Available data>
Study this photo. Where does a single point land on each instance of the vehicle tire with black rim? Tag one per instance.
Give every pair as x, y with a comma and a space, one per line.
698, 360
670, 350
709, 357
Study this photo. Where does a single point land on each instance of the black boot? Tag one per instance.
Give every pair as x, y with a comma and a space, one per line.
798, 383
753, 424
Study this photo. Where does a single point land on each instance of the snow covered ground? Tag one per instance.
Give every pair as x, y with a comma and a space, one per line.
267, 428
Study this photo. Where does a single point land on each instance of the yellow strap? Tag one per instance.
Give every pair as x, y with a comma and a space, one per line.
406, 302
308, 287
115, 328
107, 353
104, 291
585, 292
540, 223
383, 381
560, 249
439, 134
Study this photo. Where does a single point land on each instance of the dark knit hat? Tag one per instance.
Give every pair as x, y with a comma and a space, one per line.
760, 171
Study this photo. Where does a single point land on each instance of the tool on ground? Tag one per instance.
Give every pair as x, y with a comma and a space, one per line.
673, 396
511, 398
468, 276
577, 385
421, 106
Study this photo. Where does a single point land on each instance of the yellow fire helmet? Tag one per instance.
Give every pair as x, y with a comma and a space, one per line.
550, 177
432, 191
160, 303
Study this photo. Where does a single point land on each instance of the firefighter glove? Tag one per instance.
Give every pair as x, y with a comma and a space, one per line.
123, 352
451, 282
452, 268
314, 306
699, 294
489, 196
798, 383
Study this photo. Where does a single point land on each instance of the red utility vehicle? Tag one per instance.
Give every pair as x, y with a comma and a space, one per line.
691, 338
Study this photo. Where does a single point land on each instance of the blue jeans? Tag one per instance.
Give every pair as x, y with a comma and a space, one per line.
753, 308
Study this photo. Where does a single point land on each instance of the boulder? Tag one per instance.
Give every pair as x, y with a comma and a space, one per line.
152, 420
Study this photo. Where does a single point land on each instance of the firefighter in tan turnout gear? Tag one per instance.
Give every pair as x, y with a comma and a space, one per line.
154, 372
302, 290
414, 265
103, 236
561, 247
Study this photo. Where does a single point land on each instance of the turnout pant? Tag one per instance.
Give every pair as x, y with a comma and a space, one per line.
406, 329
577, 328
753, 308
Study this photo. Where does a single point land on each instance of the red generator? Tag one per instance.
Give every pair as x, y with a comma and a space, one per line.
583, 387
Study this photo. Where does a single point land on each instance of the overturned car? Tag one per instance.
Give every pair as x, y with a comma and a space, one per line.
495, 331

Instruction> Rewrite all of the items above, swapping "Tag one per instance" for "Mark one per instance" and leaving everything else unchanged.

Complete output>
Study this photo. Where does a single point land on each instance of the vehicle tire with black rim? Mark one per instance.
Give every pair as x, y with a comma and a space, one per line.
698, 360
670, 350
709, 357
Study this photo. Where does a single point land on each instance of the black boot? Mark one per instance.
Give every pair as x, y with a comma and a space, one per line.
798, 383
753, 424
Study this photo. Where does a single point land on each instance of the snow covered ground? Mark one per instance.
Give every pair as x, y with a comma and a space, one per line.
267, 428
Study this photo. Where does a single point land on each instance of the yellow strap? Mark one per instance.
Give every pair as x, y with a comma and a space, one per line.
406, 302
308, 287
115, 328
107, 353
104, 291
585, 292
540, 223
383, 381
560, 249
439, 134
Study this photo. Where does a single point land on each instance of the dark knit hat? Mark one per instance.
Give every pair as x, y with a comma and a space, one per line.
760, 171
Study this photo. Where does a single point land on each instance of the tool on ground? Mark one per instance.
Give every pair as x, y with a comma and a space, one per line.
673, 396
511, 398
468, 276
577, 385
421, 106
Study this photo. Where does a single point land on each instance of the yellow fire helmet? Mark one per instance.
Give every pair as x, y with a comma and a space, one per line.
550, 177
432, 191
160, 303
Study this photo. Where does a single point land on each instance of the firefighter glove? Mark one per instance.
Give every pair as x, y with a comma and a space, one per line.
123, 352
451, 282
452, 268
314, 306
699, 294
489, 196
798, 383
Study this photo. Where does a single point land on each instance of the red utility vehicle? Mark one per instance.
Give every pair as x, y with a comma and a space, one per line.
691, 338
Study this photo. Where does a single point land on each instance of the blue jeans? Mark one per instance.
Give every pair as x, y with a comma and a space, one per line.
753, 308
Study this photo. Where does a single point land on each instance of the boulder? Mark one per instance.
Give every pair as x, y with a comma and a space, one per line.
152, 420
Study this photo. Where does a single point land on each instance of the firefighter in tan turnout gear? Mark one per instance.
Give every pair as x, y with a comma and a space, one per line.
154, 372
302, 290
414, 265
103, 236
561, 247
Study this photo. Where does a single point land on each instance of the turnout pant? Mark one per instance.
Give every pair as x, y with a comma and a space, one per line.
406, 329
577, 328
753, 308
Study this photo. Where does a single point land on each instance of the red generator? Mark one per instance.
Give every pair as x, y with a comma and a space, one per line.
583, 387
Study this photo. Where does a single point land on each instance of the overturned car? Mark one per instance.
Give every pair as x, y with a comma and a space, one per line.
495, 331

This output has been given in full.